To do — Your task is to print all of the material verbatim.

***

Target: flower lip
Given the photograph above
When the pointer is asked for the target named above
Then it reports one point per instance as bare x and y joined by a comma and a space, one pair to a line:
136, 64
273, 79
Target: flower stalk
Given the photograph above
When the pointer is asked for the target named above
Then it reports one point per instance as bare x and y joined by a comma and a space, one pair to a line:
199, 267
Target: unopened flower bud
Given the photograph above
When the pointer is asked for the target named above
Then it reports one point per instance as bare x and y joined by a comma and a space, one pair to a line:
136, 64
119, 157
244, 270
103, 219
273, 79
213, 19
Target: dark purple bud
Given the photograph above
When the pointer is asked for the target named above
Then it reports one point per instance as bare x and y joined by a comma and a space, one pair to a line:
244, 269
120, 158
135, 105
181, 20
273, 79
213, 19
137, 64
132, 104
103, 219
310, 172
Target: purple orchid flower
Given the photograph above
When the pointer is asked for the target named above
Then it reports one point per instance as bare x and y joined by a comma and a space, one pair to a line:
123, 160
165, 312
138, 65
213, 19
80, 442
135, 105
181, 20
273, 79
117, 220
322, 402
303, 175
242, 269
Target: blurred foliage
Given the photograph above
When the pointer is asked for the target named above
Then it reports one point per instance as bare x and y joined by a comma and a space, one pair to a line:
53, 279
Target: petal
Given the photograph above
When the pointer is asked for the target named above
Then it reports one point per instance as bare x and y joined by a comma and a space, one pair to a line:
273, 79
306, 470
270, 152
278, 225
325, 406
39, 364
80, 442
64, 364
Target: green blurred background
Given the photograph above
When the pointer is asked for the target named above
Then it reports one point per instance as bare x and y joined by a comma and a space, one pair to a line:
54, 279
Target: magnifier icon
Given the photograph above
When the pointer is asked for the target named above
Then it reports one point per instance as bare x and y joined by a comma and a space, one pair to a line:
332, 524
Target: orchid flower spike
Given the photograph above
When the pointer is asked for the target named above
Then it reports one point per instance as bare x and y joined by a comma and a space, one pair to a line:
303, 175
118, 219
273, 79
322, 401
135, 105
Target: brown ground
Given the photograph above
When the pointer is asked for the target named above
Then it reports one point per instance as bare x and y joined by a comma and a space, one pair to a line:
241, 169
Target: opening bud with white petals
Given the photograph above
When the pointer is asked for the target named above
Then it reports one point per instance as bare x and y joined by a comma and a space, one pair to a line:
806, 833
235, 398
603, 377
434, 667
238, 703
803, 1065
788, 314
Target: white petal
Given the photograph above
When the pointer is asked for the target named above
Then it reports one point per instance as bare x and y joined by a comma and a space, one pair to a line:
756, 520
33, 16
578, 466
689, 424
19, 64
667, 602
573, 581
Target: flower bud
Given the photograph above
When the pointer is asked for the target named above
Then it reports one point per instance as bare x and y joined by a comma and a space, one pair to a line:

***

Solution for this problem —
Target: flower lip
Given the photograph above
When the pointer is asked for the target named above
Then it reports one point per instance as bare x and y joined by a comma and a space, one pair to a line:
136, 64
273, 79
Target: flower stalk
Given the photograph above
When the pointer is asked for the target named above
Then it reports one point per instance as bare x and y joined by a comma and a space, one pair to a line:
199, 267
Target: unopened flower bud
Given the photograph above
When the pointer is asked for the target named above
Then it reports one point per instance as bare x and y joined by a comma and a space, one pair to a line:
136, 64
119, 157
244, 270
103, 219
273, 79
213, 19
Target: dark purple bud
Given the photograph above
When the pointer is asked for the target named above
Then it reports one point per instance as bare x and y joined by a comma and a space, one pair to a line:
244, 269
120, 158
135, 105
181, 20
273, 79
213, 19
137, 64
132, 104
103, 219
310, 172
Target: purple orchid flower
Given the photograph above
When the pointer is asked for the target named above
Then it reports one point per instance as bare x and y joined by a comma and a space, one pair to a line:
123, 160
165, 312
138, 65
213, 19
80, 442
135, 105
181, 20
273, 79
117, 220
322, 402
303, 175
242, 269
Target: blurred foliage
Given the photograph above
When the pointer is asked for the target named above
Then it reports one point per instance as bare x and y joined by a comma and a space, one pair to a line:
53, 279
Target: petal
Given the photograph above
When the pointer is asked for the target named above
Then it reports one point per instance as bare x and y joined by a comma and a space, one pair to a line:
273, 79
306, 470
270, 152
278, 225
325, 406
39, 364
80, 442
64, 364
Target: green blurred background
Given the photograph above
When the pointer is asked for the target named above
Then it reports one point per instance as bare x and y joined by a comma and a space, one pair to a line:
54, 279
Target: magnifier icon
Given the photograph above
When the pointer is asked for the target named above
Then it reports one point per instance as bare x and y joined by a comma and a space, one pair to a line:
332, 524
Target: orchid flower spike
Given the photograph above
When the pointer is asked for the target named above
Then it reports one point per instance as bare x and y joined by a comma and a space, one pair to a line:
303, 175
118, 219
273, 79
322, 401
135, 105
Target: brown ground
Given the photograph above
When the pointer is asked for the target named above
Then it reports one point per instance as bare x and y joined by a comma and a space, one pair to a line:
241, 169
Target: opening bud with white petals
Given the photograph above
When the pointer is asked for the target named above
Then it reports one point per instance as bare x and y joined by a comma and a space, one pair to a line:
806, 833
235, 398
603, 377
434, 667
238, 703
803, 1065
788, 314
Target: white petal
Given the photograph above
When the pointer is asked for the target named above
Then it reports one point per instance as bare x and y joined by a comma and a space, one pair to a line:
756, 520
33, 16
578, 466
689, 424
19, 64
667, 602
573, 581
Target: flower bud
Given the photograph above
When the pointer is asked for the target named above
Then it reports one point per instance as bare x and y joined by a comma and a space, one pair to a line:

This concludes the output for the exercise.